### AIM OF THE TASK
Go to the line that contains "For this photo below, the", then write out that line and all that follow to the end of the listing, exactly and without pictures.

▬▬▬▬▬▬

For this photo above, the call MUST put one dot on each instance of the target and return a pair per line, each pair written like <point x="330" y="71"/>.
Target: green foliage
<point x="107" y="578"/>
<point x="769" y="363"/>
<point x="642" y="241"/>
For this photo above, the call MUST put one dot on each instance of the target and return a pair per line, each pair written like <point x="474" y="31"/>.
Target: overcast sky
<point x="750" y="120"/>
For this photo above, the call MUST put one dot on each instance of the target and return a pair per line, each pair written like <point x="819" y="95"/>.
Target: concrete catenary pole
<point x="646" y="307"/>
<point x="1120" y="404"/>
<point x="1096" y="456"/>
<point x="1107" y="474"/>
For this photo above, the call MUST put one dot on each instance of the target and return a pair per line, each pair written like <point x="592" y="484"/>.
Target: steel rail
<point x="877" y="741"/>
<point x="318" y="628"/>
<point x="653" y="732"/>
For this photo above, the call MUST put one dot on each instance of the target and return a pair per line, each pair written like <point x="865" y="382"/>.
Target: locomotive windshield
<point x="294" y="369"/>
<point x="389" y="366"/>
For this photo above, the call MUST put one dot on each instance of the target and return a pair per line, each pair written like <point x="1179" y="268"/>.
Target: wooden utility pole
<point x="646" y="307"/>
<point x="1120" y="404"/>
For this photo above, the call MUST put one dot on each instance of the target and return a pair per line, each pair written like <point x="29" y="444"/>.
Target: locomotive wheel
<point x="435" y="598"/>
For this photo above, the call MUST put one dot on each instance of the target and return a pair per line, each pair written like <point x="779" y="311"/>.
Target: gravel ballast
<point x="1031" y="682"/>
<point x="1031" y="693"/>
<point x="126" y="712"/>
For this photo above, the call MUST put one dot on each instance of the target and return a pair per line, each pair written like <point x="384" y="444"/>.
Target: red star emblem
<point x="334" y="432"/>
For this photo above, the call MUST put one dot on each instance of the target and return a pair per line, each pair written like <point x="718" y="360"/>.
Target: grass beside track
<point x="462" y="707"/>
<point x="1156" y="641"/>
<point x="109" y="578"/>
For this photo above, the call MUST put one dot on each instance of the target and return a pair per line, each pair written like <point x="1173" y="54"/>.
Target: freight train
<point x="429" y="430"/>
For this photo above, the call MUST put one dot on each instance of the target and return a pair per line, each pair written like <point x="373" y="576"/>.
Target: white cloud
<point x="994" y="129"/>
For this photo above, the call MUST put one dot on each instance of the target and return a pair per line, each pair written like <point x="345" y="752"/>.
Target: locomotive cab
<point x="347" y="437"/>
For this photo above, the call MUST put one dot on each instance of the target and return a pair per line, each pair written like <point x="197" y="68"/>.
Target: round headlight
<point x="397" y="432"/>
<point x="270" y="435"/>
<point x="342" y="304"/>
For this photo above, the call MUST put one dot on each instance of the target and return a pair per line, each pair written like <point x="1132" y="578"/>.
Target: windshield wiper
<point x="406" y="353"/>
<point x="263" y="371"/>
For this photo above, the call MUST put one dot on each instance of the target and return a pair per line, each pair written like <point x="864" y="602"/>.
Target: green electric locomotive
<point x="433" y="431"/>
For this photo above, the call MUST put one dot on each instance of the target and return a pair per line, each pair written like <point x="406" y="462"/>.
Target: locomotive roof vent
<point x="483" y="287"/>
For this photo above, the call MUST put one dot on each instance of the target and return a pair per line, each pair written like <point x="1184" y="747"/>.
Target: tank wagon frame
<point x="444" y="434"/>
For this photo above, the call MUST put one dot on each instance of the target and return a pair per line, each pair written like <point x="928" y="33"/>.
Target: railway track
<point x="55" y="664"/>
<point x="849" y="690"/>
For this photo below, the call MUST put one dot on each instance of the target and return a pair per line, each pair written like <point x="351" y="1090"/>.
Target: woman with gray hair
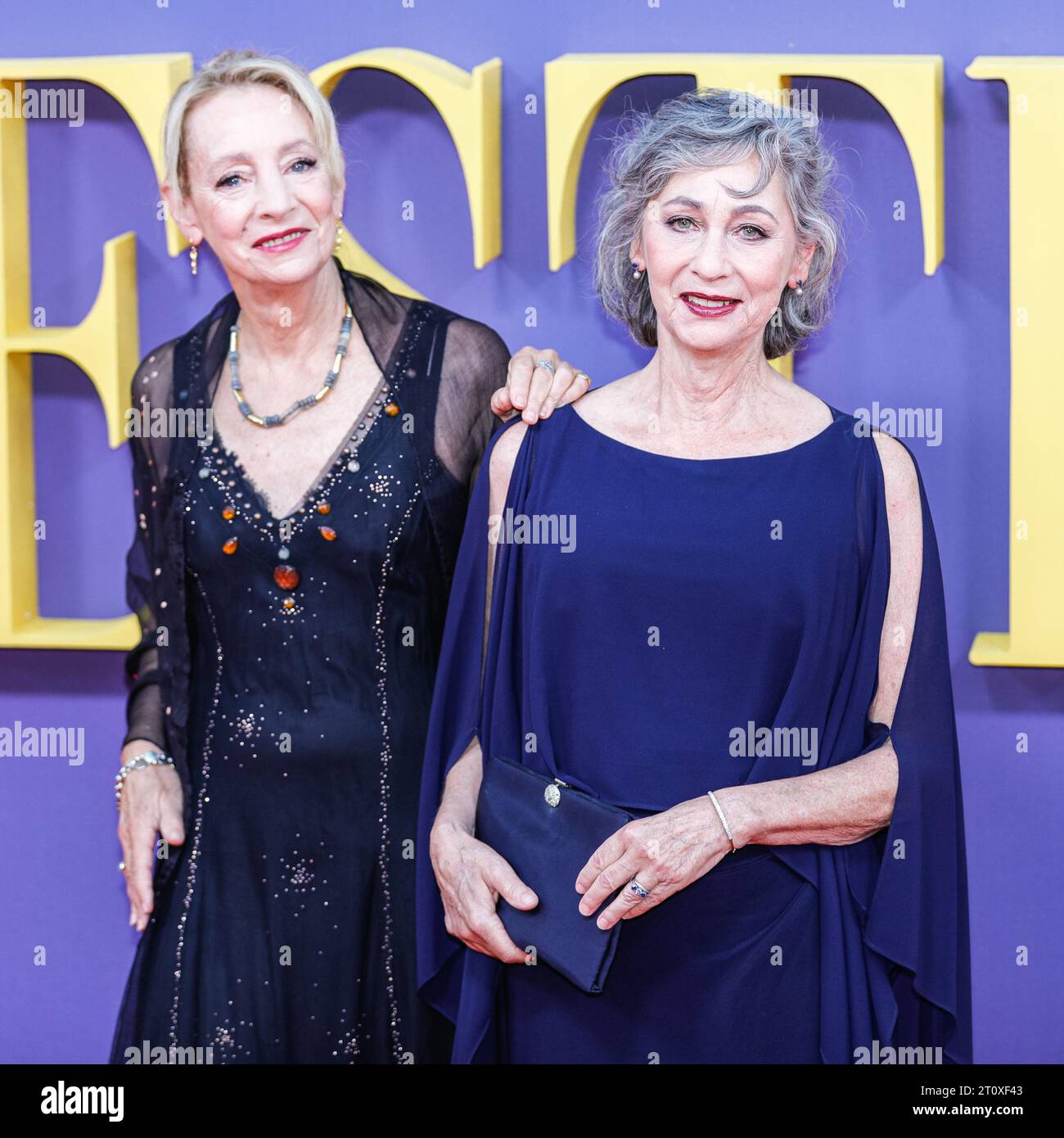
<point x="693" y="793"/>
<point x="291" y="571"/>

▬▬▬▬▬▬

### SOLUTION FOR THIS PROBLEM
For this photo below, the call MUST put one dot on each instance of the target and return a pair per line, each pair written like <point x="351" y="1090"/>.
Target: woman with gray hair
<point x="693" y="793"/>
<point x="291" y="571"/>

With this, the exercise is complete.